> [Exercice court 1]:
Indiquez si chacun des énoncés suivants concorde avec l'extrait sur la modélisation climatique. Répondez par oui ou non en citant les mots déterminants du texte.
(a) Le MNA est dérivé de cartes topographiques à l'échelle 1 : 250 000.
(b) ANUSPLIN a été développé à l'Université Laval.
(c) La méthode comprend quatre étapes.
> [Exercice court 2]:
Répondez brièvement aux questions suivantes d'après l'extrait sur la modélisation climatique.
(a) Selon quelle maille les données du Québec sont-elles enregistrées ?
(b) Par quoi chaque cellule est-elle identifiée ?
(c) À quoi les valeurs prédites sont-elles comparées ?
> [Exercice court 3]: Reproduisez à l'identique le passage de l'extrait sur la modélisation climatique qui va de "La méthode comprend" à "et al. (1996)".

Ce travail a été rendu possible par la réalisation du
nouveau modèle numérique d’altitude (MNA) validé sur le plan hydrologique
et dérivé de la numérisation des cartes topographiques à 1 : 250 000.
Les données du Québec sont enregistrées selon une maille de deux kilomètres,
le territoire étant divisé en cellules (pixels) de quatre kilomètres2 chacune.
Chaque cellule est identifiée par un numéro et possède son propre attribut d’altitude
auquel viendront s’adjoindre toutes les données climatiques engendrées par
le modèle d’interpolation spatiale climatique.
Le mode d’interpolation spatiale climatique a été
programmé dans l’algorithme ANUSPLIN (pour Australian National University
Multi-dimentional thin-plate SPLINes) développé par M.F. Hutchinson de la
Australian National University (Hutchinson, 1987). ANUSPLIN génère des «
spline coefficient surfaces » qui sont traduits en valeurs climatiques par
couplage avec le MNA. La validation des résultats est effectuée en retenant
les données d’un certain nombre de stations météorologiques. Les « spline
coefficient surfaces » sont calculés sans ces données et les valeurs
prédites sont ensuite comparées avec les valeurs observées dans les stations
retenues.
La méthode comprend trois étapes, soit :
-
l’interpolation spatiale
climatique;
-
la construction de la base de
données spatiales et,
-
la classification climatique.
2 L’essentiel
des informations fournies ici est extrait de l’article de Mackey et al. (1996)

Lignes du jeu de données:
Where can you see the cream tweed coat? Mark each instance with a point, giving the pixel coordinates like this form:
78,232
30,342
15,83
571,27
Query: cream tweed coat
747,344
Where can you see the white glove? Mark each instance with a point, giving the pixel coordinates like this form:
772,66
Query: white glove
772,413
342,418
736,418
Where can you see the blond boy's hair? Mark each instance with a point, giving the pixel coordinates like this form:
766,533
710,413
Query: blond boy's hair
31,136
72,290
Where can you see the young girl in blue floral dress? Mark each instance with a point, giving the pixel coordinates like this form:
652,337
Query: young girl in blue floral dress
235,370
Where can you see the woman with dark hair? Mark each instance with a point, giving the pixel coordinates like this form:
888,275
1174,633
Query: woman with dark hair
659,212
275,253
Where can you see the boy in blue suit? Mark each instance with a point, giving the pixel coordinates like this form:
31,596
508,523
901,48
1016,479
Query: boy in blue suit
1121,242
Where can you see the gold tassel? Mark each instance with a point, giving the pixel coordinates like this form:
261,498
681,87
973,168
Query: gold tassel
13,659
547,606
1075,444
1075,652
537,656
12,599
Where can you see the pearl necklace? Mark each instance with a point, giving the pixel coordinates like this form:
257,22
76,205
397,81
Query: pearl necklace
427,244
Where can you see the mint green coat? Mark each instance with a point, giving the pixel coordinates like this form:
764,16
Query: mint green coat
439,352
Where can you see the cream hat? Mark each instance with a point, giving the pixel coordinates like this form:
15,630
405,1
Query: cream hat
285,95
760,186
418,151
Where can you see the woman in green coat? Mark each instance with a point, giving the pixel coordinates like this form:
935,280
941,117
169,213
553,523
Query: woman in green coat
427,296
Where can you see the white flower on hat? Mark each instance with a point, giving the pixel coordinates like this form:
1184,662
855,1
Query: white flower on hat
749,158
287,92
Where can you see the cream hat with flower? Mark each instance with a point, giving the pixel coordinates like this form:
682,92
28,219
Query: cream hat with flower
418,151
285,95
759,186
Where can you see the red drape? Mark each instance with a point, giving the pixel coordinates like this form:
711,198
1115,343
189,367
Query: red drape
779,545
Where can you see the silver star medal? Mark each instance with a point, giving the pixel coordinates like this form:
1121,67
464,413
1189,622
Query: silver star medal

> [Résultat attendu 1]:
(a) Oui : « dérivé de la numérisation des cartes topographiques à 1 : 250 000 »
(b) Non : « développé par M.F. Hutchinson de la Australian National University »
(c) Non : « La méthode comprend trois étapes »

> [Résultat attendu 2]:
(a) Selon une maille de deux kilomètres.
(b) Par un numéro.
(c) Aux valeurs observées dans les stations retenues.

> [Résultat attendu 3]:
La méthode comprend trois étapes, soit :
-
l’interpolation spatiale
climatique;
-
la construction de la base de
données spatiales et,
-
la classification climatique.
2 L’essentiel
des informations fournies ici est extrait de l’article de Mackey et al. (1996)